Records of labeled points
__________________________________________________
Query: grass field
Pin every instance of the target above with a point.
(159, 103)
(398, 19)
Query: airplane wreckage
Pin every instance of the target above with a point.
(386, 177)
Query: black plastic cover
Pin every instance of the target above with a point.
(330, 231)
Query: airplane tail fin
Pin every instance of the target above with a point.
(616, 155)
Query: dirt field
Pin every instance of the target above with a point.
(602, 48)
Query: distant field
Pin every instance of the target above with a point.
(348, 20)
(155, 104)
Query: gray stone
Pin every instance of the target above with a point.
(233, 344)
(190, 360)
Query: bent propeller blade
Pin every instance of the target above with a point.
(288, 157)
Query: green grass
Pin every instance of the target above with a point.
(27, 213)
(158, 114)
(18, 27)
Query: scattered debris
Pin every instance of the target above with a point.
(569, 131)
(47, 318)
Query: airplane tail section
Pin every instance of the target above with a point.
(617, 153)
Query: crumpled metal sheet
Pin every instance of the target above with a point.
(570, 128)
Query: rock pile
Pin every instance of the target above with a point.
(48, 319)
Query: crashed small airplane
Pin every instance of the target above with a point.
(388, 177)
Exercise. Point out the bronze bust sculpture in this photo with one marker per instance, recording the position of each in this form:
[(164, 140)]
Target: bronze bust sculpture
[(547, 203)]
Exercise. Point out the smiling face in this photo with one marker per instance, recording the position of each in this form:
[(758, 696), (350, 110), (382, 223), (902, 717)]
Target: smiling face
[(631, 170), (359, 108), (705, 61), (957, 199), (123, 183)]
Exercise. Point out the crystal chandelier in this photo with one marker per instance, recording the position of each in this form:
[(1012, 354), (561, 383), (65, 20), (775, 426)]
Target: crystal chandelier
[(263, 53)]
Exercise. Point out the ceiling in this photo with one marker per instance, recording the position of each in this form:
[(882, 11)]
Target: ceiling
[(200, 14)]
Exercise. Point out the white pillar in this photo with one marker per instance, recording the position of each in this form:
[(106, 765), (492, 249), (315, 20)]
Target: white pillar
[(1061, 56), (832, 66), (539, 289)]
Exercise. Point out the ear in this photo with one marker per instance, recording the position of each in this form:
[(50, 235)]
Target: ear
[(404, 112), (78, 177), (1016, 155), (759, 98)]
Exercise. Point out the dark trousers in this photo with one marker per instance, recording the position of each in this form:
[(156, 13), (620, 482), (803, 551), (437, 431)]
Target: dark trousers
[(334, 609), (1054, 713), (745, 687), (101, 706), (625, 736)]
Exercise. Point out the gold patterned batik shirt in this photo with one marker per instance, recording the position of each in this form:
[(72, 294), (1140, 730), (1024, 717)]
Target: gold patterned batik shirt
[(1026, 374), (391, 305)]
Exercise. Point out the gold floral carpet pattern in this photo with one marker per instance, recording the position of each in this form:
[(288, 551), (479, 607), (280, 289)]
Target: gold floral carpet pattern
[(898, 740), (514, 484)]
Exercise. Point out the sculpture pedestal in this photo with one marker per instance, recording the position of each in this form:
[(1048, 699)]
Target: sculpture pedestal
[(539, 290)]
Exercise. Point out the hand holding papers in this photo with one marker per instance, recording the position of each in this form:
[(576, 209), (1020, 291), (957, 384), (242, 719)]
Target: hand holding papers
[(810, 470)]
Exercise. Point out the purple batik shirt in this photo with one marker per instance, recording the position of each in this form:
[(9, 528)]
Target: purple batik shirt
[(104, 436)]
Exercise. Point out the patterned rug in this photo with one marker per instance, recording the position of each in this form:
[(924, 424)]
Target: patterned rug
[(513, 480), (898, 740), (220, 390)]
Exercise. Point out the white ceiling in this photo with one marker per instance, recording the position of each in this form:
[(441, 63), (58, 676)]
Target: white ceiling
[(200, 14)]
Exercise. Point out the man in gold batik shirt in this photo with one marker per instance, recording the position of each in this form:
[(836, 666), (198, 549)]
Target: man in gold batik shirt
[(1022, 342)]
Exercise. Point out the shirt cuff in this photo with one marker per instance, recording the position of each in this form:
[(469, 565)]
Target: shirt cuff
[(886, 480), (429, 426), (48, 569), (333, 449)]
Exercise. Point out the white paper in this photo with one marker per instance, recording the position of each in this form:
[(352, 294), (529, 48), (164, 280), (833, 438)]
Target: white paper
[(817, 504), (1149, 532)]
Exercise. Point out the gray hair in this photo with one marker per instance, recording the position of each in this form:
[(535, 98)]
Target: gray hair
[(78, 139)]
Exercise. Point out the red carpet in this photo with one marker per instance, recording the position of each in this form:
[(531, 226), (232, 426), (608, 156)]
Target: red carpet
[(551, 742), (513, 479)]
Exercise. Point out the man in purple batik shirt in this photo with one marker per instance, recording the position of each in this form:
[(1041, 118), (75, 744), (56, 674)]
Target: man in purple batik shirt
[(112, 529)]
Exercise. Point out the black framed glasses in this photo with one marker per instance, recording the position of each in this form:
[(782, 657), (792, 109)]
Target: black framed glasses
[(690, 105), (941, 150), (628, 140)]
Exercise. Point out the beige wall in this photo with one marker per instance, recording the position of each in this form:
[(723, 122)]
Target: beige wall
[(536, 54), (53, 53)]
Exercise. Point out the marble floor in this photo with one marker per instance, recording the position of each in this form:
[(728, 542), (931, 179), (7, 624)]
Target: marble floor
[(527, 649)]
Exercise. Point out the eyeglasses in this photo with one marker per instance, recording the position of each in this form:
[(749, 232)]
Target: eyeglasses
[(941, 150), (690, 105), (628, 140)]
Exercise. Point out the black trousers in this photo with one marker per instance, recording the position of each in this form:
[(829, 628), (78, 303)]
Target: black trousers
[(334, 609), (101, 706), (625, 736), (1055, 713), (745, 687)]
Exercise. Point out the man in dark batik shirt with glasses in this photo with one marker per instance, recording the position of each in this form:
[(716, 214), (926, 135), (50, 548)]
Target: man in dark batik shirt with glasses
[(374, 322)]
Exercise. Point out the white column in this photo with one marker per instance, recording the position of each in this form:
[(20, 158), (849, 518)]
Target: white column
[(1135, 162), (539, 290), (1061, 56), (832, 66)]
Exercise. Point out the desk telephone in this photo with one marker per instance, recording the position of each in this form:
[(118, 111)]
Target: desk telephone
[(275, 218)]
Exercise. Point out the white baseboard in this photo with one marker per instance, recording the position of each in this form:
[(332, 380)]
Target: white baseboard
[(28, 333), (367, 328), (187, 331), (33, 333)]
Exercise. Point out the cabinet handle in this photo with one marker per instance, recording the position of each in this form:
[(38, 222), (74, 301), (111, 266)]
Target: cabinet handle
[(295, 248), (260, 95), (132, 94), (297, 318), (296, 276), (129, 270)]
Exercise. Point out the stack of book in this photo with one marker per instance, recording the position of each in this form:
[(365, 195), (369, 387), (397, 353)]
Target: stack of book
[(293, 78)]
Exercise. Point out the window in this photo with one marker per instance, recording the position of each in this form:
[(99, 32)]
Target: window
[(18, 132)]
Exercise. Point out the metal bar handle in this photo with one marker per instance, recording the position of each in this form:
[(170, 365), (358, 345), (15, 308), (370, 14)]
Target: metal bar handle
__________________________________________________
* **Problem to solve**
Please extract every line of the listing above and reproduce each one verbatim, with no changes.

* **Exercise response**
Query: grass field
Pin every instance of the target above with a point.
(159, 103)
(398, 19)
Query: airplane wreckage
Pin every instance of the target above with a point.
(386, 177)
Query: black plastic cover
Pin every instance of the target above with a point.
(330, 231)
Query: airplane tail fin
Pin every instance of the target above with a point.
(616, 155)
Query: dirt field
Pin every instance of the target above with a point.
(602, 48)
Query: distant field
Pin every instance of the target above with a point.
(348, 20)
(155, 104)
Query: gray stone
Pin every instance of the target above with a point.
(233, 344)
(190, 360)
Query: bent propeller blade
Pin every instance of the target above with a point.
(288, 157)
Query: green grass
Pin every instance of the target above with a point.
(27, 213)
(158, 114)
(18, 27)
Query: scattered debris
Pin every instance of the target above with a point.
(569, 131)
(47, 318)
Query: airplane tail section
Pin every instance of the target above with a point.
(617, 153)
Query: crumpled metal sheet
Pin every instance of the target above with a point.
(570, 128)
Query: rock pile
Pin every instance of the target above with a point.
(48, 319)
Query: crashed small airplane
Pin every instance of the target above with a point.
(388, 177)
Exercise. Point out the bronze bust sculpture in this photo with one marker per instance, recording the position of each in this form:
[(164, 140)]
Target: bronze bust sculpture
[(547, 203)]
Exercise. Point out the smiling face in this photo with one marker per instance, recording the position of each in this form:
[(758, 696), (350, 110), (382, 223), (902, 717)]
Target: smiling face
[(631, 170), (359, 108), (705, 61), (957, 199), (123, 183)]
Exercise. Point out the crystal chandelier in this photo with one marker per instance, recording the position of each in this form:
[(1012, 354), (561, 383), (65, 20), (775, 426)]
Target: crystal chandelier
[(263, 53)]
Exercise. Point out the ceiling in this photo with one marker per instance, recording the position of each in this form:
[(882, 11)]
Target: ceiling
[(200, 14)]
Exercise. Point out the white pillar in this photo with one marker per instance, recording the position of each in this form:
[(106, 765), (492, 249), (315, 20)]
Target: white pillar
[(1061, 56), (832, 66), (539, 289)]
Exercise. Point out the ear in this photo with one marker per instance, recording the position of each in this form:
[(50, 235)]
Target: ear
[(404, 112), (78, 177), (1016, 155), (759, 98)]
Exercise. Point out the dark trousers in this photo with one marker per instance, recording the position of each in this form:
[(156, 13), (620, 482), (803, 551), (437, 431)]
Target: dark trousers
[(334, 609), (1054, 713), (745, 687), (101, 706), (625, 736)]
Exercise. Point out the gold patterned batik shirt in this photo with one marker per instance, recording the position of each in this form:
[(72, 294), (1140, 730), (1024, 717)]
Target: gold patterned batik shirt
[(1026, 374), (391, 305)]
Exercise. Point out the gold floral carpet pattern in this photo with one marker per instance, recording the position of each in this form:
[(288, 551), (479, 607), (280, 289)]
Target: gold floral carpet pattern
[(898, 740), (514, 484)]
Exercise. Point out the sculpture pedestal in this photo with one marker per instance, recording the position of each in this form:
[(1048, 699)]
Target: sculpture pedestal
[(539, 290)]
Exercise. Point out the hand holding papers in this photo with one marker per instance, recording the position of each in this form:
[(576, 209), (1020, 291), (957, 384), (242, 719)]
Target: hand holding papers
[(810, 470)]
Exercise. Point out the purple batik shirt in this photo with one marker per instance, recording the position of each in this form:
[(9, 528)]
Target: purple batik shirt
[(104, 436)]
Exercise. Point out the patterned rug in this photo with one marker per instance, recording the position of each in this form:
[(924, 424)]
Target: patterned rug
[(513, 480), (898, 740), (220, 390)]
Exercise. Point out the white ceiling in this photo with one marker per instance, recording the position of each in this form:
[(441, 63), (58, 676)]
Target: white ceiling
[(200, 14)]
Exercise. Point out the man in gold batik shirt in this photo with one marker per instance, recording the position of each in this form:
[(836, 666), (198, 549)]
Target: man in gold batik shirt
[(1022, 342)]
Exercise. Point out the shirt cuff in this photo with one marker per instance, recording the position of each in this form:
[(469, 565)]
Target: shirt cuff
[(886, 480), (429, 426), (48, 569), (333, 449)]
Exercise. Point out the white paper in this photo with one marker per instance, recording the position of each in this form:
[(352, 294), (529, 48), (164, 280), (833, 438)]
Target: white paper
[(817, 504), (1149, 532)]
Exercise. Point out the gray hair in this photo with one marker per instance, recording the position of each in this form:
[(535, 98)]
Target: gray hair
[(78, 139)]
Exercise. Point out the red carpet in this photo with one marker per instance, recording the position of each in this form:
[(531, 226), (232, 426), (608, 156)]
Target: red carpet
[(551, 742), (513, 479)]
Exercise. Point out the man in purple batik shirt in this photo with one marker per instance, recording the position of each in this form:
[(1041, 118), (75, 744), (56, 674)]
Target: man in purple batik shirt
[(112, 529)]
Exercise. Point out the black framed glasses in this photo with one marker per instance, recording the position of each in this form:
[(782, 657), (792, 109)]
Target: black framed glasses
[(690, 105), (941, 150), (628, 140)]
Exercise. Point out the beige wall in this photo with one marker per instance, recording the position of each in this form:
[(723, 122)]
Target: beige wall
[(536, 54), (53, 53)]
Exercise. Point out the marble floor in this photo with one marker per instance, recording the position of each in this form:
[(728, 542), (931, 179), (7, 624)]
Target: marble floor
[(527, 649)]
Exercise. Point out the eyeglasses in this photo with one marker per instance, recording the position of each in this form:
[(749, 232)]
Target: eyeglasses
[(941, 150), (690, 105), (628, 140)]
Exercise. Point out the black trousers in this photo with one marker per instance, recording the position of each in this form:
[(829, 628), (78, 303)]
Target: black trousers
[(334, 609), (101, 706), (625, 736), (1055, 713), (745, 687)]
Exercise. Point out the man in dark batik shirt with glasses in this photo with one marker per instance, recording the position of each in this form:
[(716, 214), (926, 135), (50, 548)]
Target: man in dark batik shirt with glasses
[(374, 322)]
Exercise. Point out the white column in this photo with one marker per instance, recording the position of each in this form:
[(20, 158), (849, 518)]
Target: white column
[(1135, 162), (539, 290), (1061, 56), (832, 66)]
Exercise. Point out the desk telephone in this photo with one marker per instance, recording the position of each in this form:
[(118, 111)]
Target: desk telephone
[(275, 218)]
Exercise. Point out the white baseboard in this photo with one marker per instance, recording the position of each in this form:
[(332, 380)]
Target: white baseboard
[(28, 333), (367, 328), (187, 331), (33, 333)]
Exercise. Point out the cabinet handle in this photo with one marker per instance, recording the position of each in this form:
[(38, 222), (74, 301), (111, 266)]
Target: cabinet handle
[(295, 248), (260, 95), (132, 94), (297, 318), (296, 276), (129, 270)]
Exercise. Point out the stack of book in this photo with one marker per instance, recording the position of each in this form:
[(365, 195), (369, 387), (397, 353)]
Target: stack of book
[(293, 78)]
Exercise. Point out the window in this photo with one marker per instance, recording the position of each in this form:
[(99, 32)]
Target: window
[(18, 132)]
Exercise. Point out the metal bar handle in this photo with one marker per instance, recording the position of each in this form:
[(170, 365), (358, 345), (15, 308), (370, 14)]
Target: metal bar handle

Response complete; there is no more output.